WHAT THE EXERCISE ASKS :: Reproduce the entries below in full, word for word.

EXERCISE DATA ::
---

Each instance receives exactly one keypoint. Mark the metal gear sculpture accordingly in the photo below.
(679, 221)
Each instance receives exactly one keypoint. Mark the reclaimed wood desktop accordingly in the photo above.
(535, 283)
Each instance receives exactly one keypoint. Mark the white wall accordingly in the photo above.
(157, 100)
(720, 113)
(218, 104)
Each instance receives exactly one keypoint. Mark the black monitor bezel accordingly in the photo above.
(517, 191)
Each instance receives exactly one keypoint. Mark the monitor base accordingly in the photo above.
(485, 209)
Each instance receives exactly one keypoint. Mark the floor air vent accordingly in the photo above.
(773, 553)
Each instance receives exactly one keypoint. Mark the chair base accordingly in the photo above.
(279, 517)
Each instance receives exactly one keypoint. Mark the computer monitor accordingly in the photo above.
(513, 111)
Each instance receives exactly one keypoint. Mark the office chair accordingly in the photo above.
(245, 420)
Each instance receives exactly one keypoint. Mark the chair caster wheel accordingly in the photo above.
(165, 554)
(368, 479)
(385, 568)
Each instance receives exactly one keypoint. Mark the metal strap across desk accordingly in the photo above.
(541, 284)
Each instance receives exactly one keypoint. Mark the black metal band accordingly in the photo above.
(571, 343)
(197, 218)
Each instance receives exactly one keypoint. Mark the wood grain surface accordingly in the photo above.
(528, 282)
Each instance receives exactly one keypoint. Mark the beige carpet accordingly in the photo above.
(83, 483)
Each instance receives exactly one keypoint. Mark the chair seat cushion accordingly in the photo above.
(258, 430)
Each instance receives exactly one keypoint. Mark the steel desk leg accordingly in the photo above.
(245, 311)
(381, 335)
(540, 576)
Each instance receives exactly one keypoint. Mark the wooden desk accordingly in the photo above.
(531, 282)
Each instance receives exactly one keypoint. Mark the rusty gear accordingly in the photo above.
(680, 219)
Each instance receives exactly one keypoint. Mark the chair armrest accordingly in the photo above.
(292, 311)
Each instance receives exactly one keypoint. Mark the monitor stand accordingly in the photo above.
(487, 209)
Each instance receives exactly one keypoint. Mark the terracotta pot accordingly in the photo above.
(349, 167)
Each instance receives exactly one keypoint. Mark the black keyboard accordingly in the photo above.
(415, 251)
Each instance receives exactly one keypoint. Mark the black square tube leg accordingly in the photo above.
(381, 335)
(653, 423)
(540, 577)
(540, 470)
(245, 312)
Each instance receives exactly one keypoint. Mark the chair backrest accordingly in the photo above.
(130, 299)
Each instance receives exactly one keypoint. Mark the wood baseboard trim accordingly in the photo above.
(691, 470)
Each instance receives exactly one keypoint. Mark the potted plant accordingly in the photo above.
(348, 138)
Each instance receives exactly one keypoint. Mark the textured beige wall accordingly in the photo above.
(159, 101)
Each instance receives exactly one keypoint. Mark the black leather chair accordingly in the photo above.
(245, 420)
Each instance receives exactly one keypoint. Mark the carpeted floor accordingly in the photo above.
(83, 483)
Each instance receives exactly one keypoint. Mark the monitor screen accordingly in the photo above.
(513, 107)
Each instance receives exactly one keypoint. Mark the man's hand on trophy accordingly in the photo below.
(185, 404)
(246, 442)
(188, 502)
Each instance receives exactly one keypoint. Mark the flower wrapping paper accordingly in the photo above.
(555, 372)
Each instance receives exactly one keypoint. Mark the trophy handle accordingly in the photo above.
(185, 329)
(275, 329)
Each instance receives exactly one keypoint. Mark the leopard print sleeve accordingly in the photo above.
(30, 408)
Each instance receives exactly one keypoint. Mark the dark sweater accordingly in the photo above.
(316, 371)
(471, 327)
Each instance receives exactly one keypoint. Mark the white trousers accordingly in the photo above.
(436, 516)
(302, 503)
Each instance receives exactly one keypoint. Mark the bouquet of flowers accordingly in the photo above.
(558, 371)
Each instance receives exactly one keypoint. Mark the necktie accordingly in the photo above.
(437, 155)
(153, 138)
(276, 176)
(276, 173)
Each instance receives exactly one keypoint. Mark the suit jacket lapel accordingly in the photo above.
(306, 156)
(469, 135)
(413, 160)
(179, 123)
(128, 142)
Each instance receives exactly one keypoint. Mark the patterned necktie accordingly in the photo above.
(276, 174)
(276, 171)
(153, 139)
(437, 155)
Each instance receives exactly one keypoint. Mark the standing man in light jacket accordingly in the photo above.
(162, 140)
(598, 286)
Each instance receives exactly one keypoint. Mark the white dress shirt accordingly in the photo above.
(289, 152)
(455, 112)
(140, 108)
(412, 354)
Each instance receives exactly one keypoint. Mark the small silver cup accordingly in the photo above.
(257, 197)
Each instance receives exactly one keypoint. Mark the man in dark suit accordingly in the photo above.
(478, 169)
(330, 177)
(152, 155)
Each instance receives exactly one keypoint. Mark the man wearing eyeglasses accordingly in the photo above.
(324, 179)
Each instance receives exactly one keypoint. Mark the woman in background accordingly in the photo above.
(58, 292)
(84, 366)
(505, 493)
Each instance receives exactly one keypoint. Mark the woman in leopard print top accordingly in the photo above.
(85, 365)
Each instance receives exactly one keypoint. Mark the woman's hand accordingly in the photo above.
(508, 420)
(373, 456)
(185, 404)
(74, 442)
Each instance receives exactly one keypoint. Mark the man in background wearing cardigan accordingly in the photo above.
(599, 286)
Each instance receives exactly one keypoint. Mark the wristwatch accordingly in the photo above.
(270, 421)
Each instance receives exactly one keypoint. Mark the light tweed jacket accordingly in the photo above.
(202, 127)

---

RESULT ::
Each instance receives exactly one keypoint. Mark the metal gear sculpture accordingly in the photo below.
(679, 221)
Each instance receives exactly one keypoint. Mark the reclaimed wood desktop accordingly in the photo above.
(535, 283)
Each instance receives exactly one keypoint. Mark the white wall accordingly in the photo above.
(157, 100)
(720, 113)
(218, 104)
Each instance receives exactly one keypoint. Mark the black monitor bezel accordingly in the photo above.
(517, 191)
Each instance receives exactly one keypoint. Mark the monitor base accordingly in the photo above.
(485, 209)
Each instance receives exactly one keypoint. Mark the floor air vent accordingly in the photo above.
(773, 553)
Each instance receives exactly one keypoint. Mark the chair base accordingly in the photo above.
(279, 517)
Each instance receives exactly one keypoint. Mark the computer monitor accordingly in the photo above.
(513, 111)
Each instance receives exactly one keypoint. Mark the office chair accordingly in the photo above.
(245, 420)
Each instance receives exactly one keypoint. Mark the chair caster wheel accordingly in the photo above.
(165, 554)
(368, 479)
(385, 568)
Each instance receives exactly one keypoint. Mark the metal strap across desk accordingly in the photo above.
(541, 284)
Each instance receives exactly one keypoint. Mark the black metal band accordingly in the photo above.
(571, 343)
(197, 218)
Each instance receives exactly one keypoint. Mark the wood grain surface accordingly in the photo above.
(528, 282)
Each instance receives exactly one keypoint. Mark the beige carpet accordingly in the photo above.
(83, 483)
Each instance receives exactly one keypoint. Mark the chair seat cushion accordingly in the photo above.
(258, 430)
Each instance receives exactly one keypoint. Mark the steel desk leg accordingly in the photo above.
(245, 311)
(381, 335)
(540, 576)
Each instance receives exactly one keypoint. Mark the wooden desk accordingly in the photo above.
(531, 282)
Each instance receives exactly one keypoint. Mark the rusty gear accordingly in the photo above.
(680, 219)
Each instance receives exactly one keypoint. Mark the chair armrest accordingly in the photo above.
(292, 311)
Each instance receives exactly one keypoint. Mark the monitor stand accordingly in the photo above.
(487, 209)
Each instance receives exactly one keypoint. Mark the terracotta pot accordingly in the photo above.
(349, 167)
Each instance receives exactly one keypoint. Mark the black keyboard accordingly in the photo above.
(415, 251)
Each instance receives exactly one keypoint. Mark the black square tube leg accordingly in the photo above.
(381, 335)
(653, 423)
(540, 577)
(540, 470)
(245, 312)
Each instance receives exactly one keypoint. Mark the chair backrest accordingly in the photo above.
(130, 299)
Each instance receives exactly one keypoint. Mark the wood baseboard trim accordingly in the photo above.
(691, 470)
Each instance receives exactly one keypoint. Mark the potted plant accordingly in the photo above.
(348, 138)
Each instance receives exactly one keypoint. Mark the textured beige wall accordingly in the photo above.
(159, 101)
Each instance receives exactly one keypoint. Mark the black leather chair accordingly in the photo above.
(245, 420)
Each instance receives exactly one keypoint. Mark the carpeted floor accordingly in the photo above.
(83, 483)
Each instance receives exactly one keypoint. Mark the monitor screen accordingly in the photo above.
(513, 107)
Each instance receives exactly one keypoint. Mark the man's hand on trophy accordingly in the photo below.
(185, 404)
(246, 442)
(188, 502)
Each instance receives exactly one keypoint. Mark the flower wrapping paper accordingly in the photo above.
(555, 372)
Each instance receives exactly one keypoint. Mark the trophy handle accordingly in the photo above.
(185, 329)
(275, 329)
Each instance receives exactly one keypoint. Mark the leopard print sleeve accordingly in the photo above.
(30, 408)
Each instance receives exactly one keypoint. Mark the dark sweater accordingly in the photo above.
(316, 371)
(471, 327)
Each instance receives exactly one keypoint. Mark the white trousers accordingly in the photo above.
(436, 516)
(302, 503)
Each instance receives exactly one keypoint. Mark the bouquet of flowers accordingly in the photo above.
(558, 371)
Each instance receives exactly one keypoint. Mark the necktie accordingly in the photo above.
(437, 155)
(153, 138)
(276, 176)
(276, 173)
Each instance receives exactly one keypoint. Mark the suit jacket lapel accordingly in the photo above.
(306, 156)
(469, 135)
(413, 160)
(179, 123)
(128, 142)
Each instance receives exactly one keypoint. Mark the patterned necktie accordingly in the photo above.
(276, 174)
(276, 171)
(153, 139)
(437, 155)
Each instance receives exactly one keypoint. Mark the standing man in light jacket accordingly in the photo above.
(162, 140)
(598, 286)
Each instance receives exactly one keypoint. Mark the white dress shirt accordingly in the photo above.
(289, 152)
(455, 112)
(140, 108)
(412, 354)
Each instance receives exactly one keypoint. Mark the small silver cup accordingly in the photo above.
(257, 197)
Each instance receives exactly one keypoint. Mark the man in dark suit accordingly in the photo above.
(478, 169)
(330, 177)
(152, 155)
Each instance receives exactly one keypoint. Mark the man wearing eyeglasses accordingly in the photo above.
(324, 179)
Each instance receives exactly one keypoint. Mark the woman in background accordingly in the photo above.
(58, 292)
(84, 366)
(505, 493)
Each instance receives exactly one keypoint. Mark the woman in leopard print top accordingly in the photo above.
(85, 365)
Each instance receives exactly one keypoint. Mark the woman's hand accordingly in the photo above.
(508, 420)
(373, 456)
(185, 404)
(74, 442)
Each instance receives exactly one keypoint. Mark the man in background wearing cardigan accordingly in the photo above.
(599, 286)
Each instance receives exactly one keypoint. Mark the wristwatch accordingly in the photo above.
(270, 421)
Each instance receives exactly one keypoint. Mark the light tweed jacket accordingly in the photo above.
(202, 127)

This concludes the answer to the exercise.